::: Data listing :::
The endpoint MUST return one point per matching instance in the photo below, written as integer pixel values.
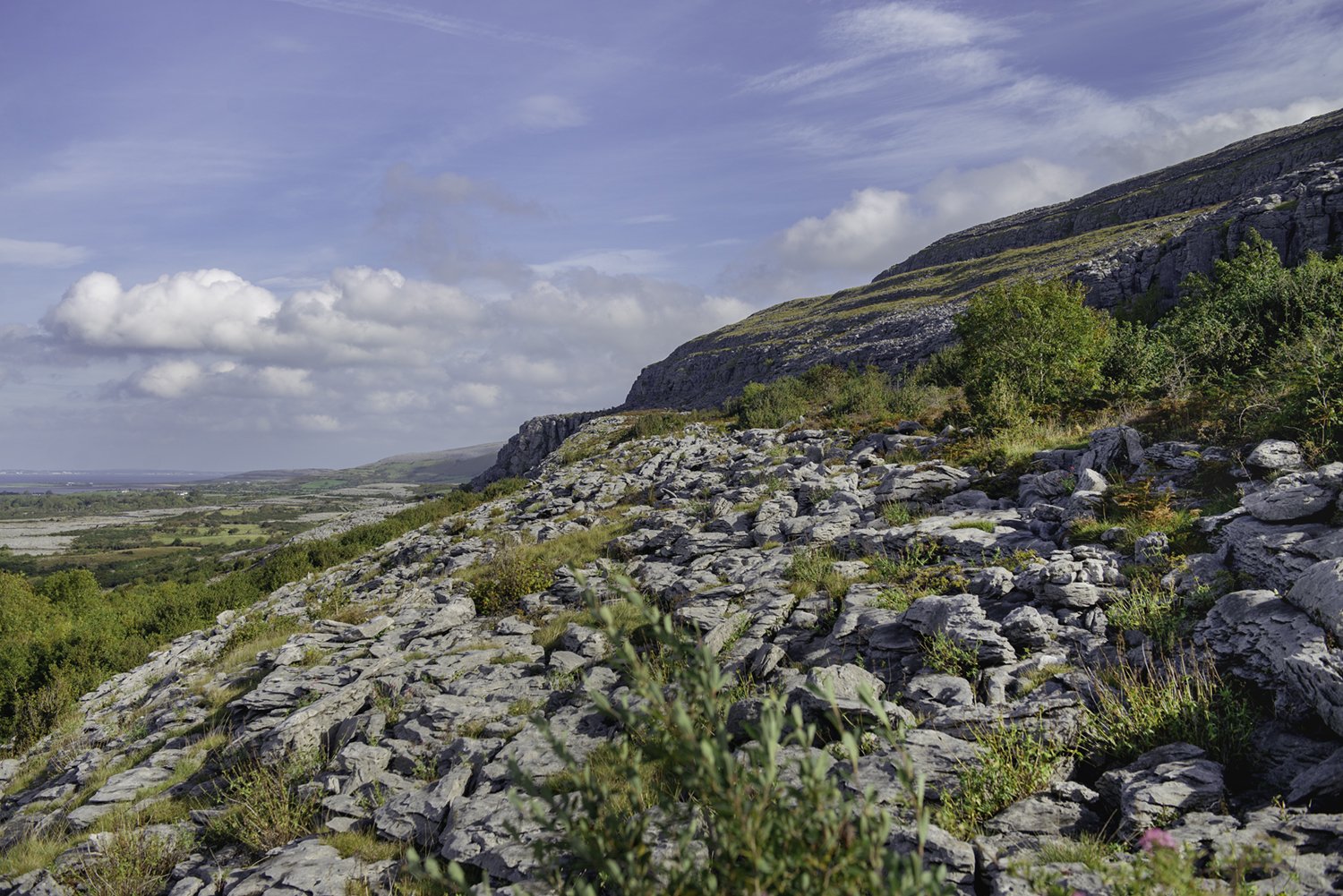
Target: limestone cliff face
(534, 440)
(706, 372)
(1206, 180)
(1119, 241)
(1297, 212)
:::
::: Data listing :::
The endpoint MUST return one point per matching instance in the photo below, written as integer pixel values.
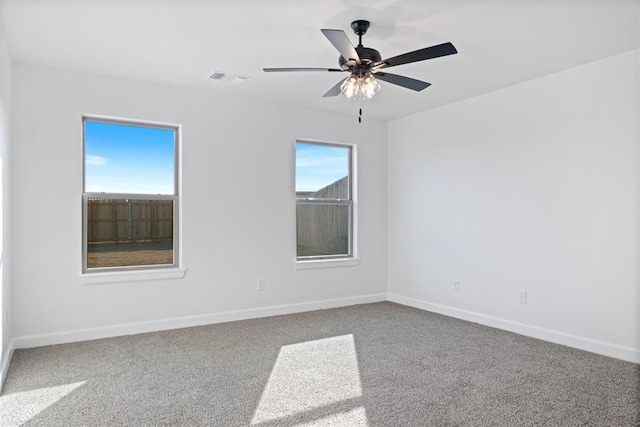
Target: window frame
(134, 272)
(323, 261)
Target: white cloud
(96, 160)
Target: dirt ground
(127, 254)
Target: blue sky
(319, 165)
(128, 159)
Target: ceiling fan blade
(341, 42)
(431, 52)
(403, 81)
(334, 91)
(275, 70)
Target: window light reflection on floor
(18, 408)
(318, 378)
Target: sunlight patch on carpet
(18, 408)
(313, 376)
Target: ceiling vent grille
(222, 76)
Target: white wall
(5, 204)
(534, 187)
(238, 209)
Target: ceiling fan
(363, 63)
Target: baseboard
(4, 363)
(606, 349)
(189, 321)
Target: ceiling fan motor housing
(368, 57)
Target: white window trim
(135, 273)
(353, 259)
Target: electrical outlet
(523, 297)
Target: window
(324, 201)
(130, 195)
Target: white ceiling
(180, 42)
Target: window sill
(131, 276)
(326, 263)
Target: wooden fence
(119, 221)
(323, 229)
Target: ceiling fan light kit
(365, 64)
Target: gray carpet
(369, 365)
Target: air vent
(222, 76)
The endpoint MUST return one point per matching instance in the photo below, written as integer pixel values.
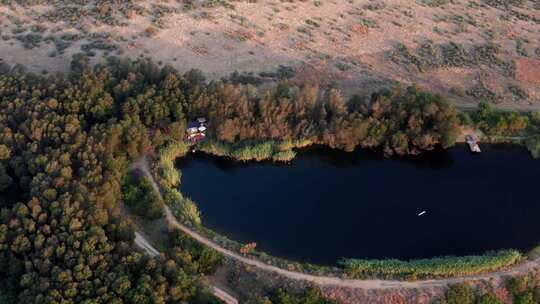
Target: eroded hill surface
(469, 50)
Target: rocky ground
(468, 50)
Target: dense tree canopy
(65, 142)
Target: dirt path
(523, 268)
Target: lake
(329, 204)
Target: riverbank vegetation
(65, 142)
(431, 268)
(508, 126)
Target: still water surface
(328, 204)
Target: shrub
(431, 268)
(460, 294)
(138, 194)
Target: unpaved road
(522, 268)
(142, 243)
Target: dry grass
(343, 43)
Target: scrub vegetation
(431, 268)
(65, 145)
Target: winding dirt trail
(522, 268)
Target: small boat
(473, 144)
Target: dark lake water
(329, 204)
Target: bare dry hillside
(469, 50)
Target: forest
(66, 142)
:::
What is being asked:
Extract each line of the material above that contains the string "ground", reproducing every matching line verbatim.

Result of the task:
Target: dirt ground
Target: rocky ground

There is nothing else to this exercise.